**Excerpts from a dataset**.
+-------+
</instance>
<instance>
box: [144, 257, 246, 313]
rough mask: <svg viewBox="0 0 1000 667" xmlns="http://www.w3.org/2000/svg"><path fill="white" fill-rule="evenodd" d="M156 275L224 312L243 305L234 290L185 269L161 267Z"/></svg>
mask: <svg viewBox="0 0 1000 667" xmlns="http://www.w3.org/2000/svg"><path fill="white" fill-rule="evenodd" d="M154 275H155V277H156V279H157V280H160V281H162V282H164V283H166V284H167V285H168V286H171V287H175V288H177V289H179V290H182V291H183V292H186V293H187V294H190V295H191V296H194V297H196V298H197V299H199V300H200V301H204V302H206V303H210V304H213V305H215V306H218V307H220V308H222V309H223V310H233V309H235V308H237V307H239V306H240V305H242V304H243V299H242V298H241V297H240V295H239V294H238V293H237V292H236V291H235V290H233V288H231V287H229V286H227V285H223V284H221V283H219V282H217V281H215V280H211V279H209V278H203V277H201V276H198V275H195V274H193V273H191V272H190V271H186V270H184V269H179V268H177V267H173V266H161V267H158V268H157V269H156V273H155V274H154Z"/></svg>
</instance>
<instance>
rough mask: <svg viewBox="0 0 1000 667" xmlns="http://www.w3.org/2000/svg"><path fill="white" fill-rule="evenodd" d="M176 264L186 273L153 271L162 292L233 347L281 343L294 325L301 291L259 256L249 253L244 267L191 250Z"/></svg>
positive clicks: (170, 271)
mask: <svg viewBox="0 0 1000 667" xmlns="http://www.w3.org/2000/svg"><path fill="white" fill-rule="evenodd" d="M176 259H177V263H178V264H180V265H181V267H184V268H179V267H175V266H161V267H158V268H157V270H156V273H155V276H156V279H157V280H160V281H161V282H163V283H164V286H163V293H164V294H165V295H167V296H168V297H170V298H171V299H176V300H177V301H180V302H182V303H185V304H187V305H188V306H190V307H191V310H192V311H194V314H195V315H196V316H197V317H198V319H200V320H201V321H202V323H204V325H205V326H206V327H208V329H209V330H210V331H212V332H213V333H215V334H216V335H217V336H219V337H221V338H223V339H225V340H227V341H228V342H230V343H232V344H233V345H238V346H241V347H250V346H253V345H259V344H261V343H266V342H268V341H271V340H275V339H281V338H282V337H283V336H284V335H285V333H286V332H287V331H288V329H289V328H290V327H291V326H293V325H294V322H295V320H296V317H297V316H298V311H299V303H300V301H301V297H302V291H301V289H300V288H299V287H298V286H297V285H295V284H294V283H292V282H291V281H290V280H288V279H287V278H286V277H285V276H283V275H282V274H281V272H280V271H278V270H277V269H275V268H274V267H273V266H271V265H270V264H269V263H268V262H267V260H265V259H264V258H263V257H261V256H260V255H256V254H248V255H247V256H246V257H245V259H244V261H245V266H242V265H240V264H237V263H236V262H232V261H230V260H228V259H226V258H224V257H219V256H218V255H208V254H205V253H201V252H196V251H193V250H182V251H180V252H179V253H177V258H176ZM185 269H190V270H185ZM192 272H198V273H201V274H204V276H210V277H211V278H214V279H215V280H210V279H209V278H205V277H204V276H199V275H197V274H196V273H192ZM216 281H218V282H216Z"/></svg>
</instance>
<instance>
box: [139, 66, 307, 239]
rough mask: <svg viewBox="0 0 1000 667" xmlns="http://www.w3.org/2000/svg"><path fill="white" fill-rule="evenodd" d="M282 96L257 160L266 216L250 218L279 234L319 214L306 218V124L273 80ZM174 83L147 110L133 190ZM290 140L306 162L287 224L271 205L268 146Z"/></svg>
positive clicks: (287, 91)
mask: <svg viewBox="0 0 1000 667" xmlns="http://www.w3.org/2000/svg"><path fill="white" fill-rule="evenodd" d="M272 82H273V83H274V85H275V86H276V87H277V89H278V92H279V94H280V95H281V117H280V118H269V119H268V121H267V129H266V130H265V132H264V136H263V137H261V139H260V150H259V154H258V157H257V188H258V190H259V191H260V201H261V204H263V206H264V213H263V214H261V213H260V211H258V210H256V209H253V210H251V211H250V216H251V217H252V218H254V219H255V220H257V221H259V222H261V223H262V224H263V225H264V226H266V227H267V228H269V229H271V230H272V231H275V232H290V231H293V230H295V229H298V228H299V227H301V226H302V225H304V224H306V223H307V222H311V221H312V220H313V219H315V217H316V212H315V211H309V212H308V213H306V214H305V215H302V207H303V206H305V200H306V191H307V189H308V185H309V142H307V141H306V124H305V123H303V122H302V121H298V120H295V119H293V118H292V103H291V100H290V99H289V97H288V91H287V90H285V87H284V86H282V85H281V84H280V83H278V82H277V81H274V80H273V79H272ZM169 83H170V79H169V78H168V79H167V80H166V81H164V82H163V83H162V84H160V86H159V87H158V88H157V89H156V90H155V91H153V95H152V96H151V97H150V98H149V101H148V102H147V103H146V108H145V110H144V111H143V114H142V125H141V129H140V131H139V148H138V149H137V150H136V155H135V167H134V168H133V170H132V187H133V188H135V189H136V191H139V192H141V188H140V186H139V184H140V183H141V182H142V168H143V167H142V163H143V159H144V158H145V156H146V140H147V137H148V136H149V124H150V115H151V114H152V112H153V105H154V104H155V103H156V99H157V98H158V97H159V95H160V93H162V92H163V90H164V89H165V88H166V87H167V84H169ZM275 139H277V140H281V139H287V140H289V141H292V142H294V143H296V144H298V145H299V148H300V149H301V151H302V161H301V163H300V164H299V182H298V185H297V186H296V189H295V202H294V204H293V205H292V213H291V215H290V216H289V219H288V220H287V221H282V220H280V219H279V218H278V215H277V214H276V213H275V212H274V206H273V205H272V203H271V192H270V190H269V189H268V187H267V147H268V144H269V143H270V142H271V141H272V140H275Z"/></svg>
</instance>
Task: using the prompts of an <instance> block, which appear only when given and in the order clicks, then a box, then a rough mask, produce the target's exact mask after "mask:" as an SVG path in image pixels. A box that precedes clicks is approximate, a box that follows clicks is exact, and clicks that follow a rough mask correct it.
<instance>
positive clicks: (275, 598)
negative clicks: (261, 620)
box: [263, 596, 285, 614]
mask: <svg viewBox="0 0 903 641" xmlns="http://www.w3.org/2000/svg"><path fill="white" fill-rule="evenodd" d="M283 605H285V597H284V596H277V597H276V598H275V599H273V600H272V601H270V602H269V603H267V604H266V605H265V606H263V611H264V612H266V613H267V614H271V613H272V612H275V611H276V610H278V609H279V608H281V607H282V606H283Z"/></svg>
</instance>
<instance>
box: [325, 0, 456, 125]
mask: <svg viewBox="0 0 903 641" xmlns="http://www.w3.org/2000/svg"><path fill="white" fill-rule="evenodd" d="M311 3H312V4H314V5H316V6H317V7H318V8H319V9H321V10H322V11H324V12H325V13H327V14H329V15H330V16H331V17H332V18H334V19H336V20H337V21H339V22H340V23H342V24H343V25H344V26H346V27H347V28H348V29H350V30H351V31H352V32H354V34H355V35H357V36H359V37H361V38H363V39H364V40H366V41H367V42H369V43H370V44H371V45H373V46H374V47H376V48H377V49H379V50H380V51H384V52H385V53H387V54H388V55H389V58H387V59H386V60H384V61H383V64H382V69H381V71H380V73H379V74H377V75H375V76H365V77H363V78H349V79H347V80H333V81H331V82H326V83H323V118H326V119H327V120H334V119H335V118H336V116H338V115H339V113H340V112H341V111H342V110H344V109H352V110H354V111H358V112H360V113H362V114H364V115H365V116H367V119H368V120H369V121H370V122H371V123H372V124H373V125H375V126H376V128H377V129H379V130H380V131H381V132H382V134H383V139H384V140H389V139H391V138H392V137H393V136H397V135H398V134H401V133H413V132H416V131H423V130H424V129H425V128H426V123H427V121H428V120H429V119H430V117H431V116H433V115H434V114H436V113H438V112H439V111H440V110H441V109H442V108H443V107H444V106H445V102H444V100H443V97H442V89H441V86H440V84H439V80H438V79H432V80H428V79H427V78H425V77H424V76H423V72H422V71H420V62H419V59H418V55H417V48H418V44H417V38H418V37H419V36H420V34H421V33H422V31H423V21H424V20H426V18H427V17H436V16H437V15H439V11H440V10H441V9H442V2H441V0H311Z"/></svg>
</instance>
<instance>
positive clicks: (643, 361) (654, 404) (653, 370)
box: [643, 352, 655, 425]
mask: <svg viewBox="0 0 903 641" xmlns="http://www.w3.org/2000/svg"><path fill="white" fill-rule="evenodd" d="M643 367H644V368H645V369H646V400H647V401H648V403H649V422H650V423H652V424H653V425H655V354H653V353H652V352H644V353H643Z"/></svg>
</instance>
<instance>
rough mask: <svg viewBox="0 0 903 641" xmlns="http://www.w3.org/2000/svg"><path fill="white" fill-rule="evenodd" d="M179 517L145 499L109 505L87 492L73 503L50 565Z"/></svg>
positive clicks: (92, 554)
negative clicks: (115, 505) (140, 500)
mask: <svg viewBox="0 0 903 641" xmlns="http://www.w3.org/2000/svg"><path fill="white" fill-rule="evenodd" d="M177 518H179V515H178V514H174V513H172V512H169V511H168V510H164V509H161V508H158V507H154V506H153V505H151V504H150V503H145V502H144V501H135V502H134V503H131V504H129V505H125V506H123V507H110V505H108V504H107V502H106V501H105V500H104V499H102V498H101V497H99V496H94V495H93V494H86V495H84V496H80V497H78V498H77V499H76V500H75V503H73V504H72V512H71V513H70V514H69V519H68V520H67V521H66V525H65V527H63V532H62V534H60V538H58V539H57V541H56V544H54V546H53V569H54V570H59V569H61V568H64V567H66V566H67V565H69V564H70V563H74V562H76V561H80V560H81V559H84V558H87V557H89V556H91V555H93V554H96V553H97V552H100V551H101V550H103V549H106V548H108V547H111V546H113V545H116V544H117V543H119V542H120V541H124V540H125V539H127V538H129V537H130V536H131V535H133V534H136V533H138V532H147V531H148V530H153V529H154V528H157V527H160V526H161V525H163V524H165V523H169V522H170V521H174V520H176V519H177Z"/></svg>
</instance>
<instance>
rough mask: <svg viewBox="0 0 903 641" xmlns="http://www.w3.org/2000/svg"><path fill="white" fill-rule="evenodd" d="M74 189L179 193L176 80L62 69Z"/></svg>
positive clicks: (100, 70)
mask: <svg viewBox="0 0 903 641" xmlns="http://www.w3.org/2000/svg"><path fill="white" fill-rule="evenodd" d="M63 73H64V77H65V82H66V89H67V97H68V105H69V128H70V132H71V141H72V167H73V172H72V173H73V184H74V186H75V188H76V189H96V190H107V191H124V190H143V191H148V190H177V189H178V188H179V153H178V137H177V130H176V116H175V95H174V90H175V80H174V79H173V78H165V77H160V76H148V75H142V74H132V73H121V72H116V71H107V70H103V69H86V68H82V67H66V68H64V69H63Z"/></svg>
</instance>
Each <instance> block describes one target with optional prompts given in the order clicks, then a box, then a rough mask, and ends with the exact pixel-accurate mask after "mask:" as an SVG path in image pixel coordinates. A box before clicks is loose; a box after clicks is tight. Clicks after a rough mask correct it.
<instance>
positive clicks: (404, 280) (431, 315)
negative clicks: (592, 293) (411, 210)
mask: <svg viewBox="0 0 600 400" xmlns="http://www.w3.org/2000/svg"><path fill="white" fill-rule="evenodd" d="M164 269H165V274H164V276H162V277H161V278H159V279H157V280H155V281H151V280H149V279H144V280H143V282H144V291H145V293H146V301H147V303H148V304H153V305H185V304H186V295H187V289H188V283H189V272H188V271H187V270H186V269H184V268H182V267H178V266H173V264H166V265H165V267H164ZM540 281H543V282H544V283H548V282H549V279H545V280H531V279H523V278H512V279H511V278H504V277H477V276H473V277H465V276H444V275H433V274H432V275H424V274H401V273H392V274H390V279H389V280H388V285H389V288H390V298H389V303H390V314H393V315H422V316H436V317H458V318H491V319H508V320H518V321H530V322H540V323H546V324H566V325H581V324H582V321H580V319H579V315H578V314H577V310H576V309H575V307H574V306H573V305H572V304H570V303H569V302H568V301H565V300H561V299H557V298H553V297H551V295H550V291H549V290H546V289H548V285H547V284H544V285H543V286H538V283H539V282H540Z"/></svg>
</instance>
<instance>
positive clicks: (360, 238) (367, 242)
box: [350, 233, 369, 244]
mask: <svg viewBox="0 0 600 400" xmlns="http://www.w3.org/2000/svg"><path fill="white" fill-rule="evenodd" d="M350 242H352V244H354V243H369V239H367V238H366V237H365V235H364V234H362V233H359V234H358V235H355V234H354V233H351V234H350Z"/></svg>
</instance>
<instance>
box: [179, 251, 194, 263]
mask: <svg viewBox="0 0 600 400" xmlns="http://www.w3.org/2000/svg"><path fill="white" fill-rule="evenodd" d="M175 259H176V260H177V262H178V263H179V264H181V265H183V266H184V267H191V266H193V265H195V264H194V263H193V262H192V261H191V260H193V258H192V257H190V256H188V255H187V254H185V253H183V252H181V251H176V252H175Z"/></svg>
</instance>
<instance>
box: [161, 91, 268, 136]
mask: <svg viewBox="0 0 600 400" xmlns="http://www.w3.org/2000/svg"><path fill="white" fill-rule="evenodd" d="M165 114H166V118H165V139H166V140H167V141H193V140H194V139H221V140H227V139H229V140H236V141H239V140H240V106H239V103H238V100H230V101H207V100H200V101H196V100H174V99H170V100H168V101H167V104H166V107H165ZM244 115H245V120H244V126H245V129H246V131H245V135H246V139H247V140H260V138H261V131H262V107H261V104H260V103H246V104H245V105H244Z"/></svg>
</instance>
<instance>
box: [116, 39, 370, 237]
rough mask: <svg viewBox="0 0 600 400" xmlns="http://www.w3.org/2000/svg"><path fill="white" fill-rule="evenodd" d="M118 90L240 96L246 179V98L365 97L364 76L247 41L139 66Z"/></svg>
+-------+
**Job**.
Count the lines in the records above that contain the string "after". Case counts. Reply with only the number.

**Response to the task**.
2